*** Document section ***

Well, that’s no eagle.

Driving by Bruce’s drive

I have a wonderful neighbor named Bruce. Whenever I pass his drive, thoughts occur to me. Everything was nearly copacetic except the treads of my sandals tend to pick up pebbles when I walk our driveway. They remain lodged in the treads until I get in the house. Then they seek freedom on the floor. Gary Hanson, who was our coach/banker/city clerk, had Little League players remove rocks from a rocky ballfield before practice.

I plucked a pebble from the treads of my sandal and chucked it outside. It will be back. It might beat me into the house.

The father of one of my classmates was the city constable in Hartland during my formative years. He was a nice man who had lost a leg to cancer. He later owned a resort in Hackensack. Because he had only one leg, it should have been easy for any mischievous kid to outrun him, and it was, but it didn’t matter. It was a small town. He recognized each miscreant and the boy’s yellow dog.

Bless you, whether

or not you sneeze

We ate at a customer appreciation event and talked about movies, mostly Barbenheimer, when one of the Loafer’s hands covered his mouth.

*** End of Document section ***

Activity list:
**1.** Summarize the column excerpt in two sentences.
**2.** Please retype the part of the column excerpt starting at "Well, that’s no" and ending at "ballfield before practice.".
The lines after this point are separate material, unconnected to the column excerpt.

*** Records shown ***

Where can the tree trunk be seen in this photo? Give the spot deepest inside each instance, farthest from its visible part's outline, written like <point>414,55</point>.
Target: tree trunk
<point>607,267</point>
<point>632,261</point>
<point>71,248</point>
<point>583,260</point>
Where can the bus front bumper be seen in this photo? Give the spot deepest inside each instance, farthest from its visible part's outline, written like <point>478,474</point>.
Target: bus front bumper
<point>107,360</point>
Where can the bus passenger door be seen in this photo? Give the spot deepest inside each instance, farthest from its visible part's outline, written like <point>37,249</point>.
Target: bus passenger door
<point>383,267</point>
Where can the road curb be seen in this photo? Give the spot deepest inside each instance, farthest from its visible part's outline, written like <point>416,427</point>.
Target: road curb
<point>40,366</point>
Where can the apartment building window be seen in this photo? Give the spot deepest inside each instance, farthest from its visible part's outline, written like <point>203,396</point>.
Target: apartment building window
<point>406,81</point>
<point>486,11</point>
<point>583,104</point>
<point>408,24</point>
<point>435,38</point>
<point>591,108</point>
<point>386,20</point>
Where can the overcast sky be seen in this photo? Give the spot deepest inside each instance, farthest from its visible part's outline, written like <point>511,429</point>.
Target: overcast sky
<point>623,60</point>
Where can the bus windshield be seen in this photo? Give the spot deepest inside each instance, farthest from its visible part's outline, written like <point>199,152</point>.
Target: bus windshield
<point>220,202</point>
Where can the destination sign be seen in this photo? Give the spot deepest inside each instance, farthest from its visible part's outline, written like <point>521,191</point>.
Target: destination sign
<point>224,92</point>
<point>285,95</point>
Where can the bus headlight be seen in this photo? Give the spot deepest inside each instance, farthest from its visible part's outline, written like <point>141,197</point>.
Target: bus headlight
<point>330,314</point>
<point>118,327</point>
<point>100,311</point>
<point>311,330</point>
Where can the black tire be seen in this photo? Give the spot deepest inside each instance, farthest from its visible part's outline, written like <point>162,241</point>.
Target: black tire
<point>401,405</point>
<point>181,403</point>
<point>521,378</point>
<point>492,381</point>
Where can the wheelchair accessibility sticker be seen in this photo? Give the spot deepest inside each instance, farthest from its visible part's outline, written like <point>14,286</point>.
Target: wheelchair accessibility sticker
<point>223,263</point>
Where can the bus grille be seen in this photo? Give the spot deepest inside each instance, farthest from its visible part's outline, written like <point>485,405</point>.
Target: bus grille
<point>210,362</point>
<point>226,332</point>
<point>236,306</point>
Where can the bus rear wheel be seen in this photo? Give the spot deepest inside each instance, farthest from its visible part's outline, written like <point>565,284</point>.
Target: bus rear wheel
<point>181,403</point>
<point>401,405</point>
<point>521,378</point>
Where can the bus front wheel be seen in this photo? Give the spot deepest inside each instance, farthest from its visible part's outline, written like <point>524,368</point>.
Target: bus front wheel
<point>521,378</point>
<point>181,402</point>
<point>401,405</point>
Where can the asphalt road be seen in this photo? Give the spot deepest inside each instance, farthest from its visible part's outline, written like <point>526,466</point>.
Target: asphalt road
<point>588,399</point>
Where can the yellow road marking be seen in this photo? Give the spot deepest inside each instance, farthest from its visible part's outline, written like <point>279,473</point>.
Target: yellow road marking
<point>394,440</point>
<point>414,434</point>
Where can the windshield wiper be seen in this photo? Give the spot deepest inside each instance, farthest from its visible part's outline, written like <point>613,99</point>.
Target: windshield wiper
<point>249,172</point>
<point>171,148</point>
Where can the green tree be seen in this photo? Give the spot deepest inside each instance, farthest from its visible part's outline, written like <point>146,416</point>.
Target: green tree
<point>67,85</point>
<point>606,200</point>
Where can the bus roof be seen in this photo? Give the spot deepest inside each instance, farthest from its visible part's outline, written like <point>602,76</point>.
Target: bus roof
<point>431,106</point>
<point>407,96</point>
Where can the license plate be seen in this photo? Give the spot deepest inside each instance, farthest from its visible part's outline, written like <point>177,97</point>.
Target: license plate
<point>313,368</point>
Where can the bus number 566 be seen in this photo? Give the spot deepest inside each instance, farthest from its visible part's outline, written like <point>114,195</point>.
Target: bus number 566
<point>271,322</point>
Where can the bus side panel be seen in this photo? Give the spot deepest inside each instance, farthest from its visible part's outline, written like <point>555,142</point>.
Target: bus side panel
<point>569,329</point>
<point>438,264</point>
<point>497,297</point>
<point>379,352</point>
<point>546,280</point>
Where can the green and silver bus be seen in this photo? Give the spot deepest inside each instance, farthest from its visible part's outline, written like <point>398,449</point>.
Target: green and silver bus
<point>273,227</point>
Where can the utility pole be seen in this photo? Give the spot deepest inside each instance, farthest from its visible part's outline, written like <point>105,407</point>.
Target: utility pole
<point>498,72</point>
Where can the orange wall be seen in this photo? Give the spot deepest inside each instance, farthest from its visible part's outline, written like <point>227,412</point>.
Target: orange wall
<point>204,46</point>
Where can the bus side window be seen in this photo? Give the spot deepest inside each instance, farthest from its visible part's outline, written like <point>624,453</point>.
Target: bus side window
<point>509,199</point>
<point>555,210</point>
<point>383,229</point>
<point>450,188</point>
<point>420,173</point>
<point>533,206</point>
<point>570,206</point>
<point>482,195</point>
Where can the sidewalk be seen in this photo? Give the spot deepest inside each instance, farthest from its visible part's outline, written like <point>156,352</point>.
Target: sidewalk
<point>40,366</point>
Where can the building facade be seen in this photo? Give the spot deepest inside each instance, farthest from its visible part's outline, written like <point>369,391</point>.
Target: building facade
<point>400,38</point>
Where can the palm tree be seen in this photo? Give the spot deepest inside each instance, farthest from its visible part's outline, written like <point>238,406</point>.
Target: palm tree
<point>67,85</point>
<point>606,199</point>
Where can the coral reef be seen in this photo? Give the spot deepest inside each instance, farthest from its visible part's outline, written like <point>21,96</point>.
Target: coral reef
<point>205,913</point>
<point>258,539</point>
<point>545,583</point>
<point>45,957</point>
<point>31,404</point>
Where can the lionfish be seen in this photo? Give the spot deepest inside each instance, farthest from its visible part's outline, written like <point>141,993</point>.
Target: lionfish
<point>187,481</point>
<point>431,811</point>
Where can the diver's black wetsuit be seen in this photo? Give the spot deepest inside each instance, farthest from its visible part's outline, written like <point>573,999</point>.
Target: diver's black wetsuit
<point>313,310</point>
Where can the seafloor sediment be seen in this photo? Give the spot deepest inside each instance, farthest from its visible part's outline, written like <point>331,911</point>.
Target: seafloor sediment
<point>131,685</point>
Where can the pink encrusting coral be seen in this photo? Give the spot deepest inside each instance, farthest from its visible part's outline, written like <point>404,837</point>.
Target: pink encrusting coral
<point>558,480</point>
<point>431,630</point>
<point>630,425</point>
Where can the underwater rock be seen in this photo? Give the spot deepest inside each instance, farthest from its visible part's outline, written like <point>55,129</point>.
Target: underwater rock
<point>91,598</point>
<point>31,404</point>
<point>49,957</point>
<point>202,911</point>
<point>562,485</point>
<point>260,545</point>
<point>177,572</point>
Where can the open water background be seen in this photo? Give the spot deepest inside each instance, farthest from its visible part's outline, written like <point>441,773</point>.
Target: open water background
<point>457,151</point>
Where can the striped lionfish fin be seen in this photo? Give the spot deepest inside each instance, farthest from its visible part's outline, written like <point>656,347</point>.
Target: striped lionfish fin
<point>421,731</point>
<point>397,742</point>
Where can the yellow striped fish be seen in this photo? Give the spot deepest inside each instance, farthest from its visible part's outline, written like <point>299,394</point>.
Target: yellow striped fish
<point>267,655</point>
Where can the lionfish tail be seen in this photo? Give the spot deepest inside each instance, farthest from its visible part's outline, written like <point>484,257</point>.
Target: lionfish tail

*** End of Records shown ***

Answer set:
**1.** Pebbles lodge in the writer's sandal treads on the driveway and fall out onto the floor inside, and a pebble the writer tosses outside is expected to come back. The writer also remembers a one-legged city constable in Hartland whom kids could easily outrun, though it didn't matter because in the small town he recognized each miscreant.

**2.**
Well, that’s no eagle.

Driving by Bruce’s drive

I have a wonderful neighbor named Bruce. Whenever I pass his drive, thoughts occur to me. Everything was nearly copacetic except the treads of my sandals tend to pick up pebbles when I walk our driveway. They remain lodged in the treads until I get in the house. Then they seek freedom on the floor. Gary Hanson, who was our coach/banker/city clerk, had Little League players remove rocks from a rocky ballfield before practice.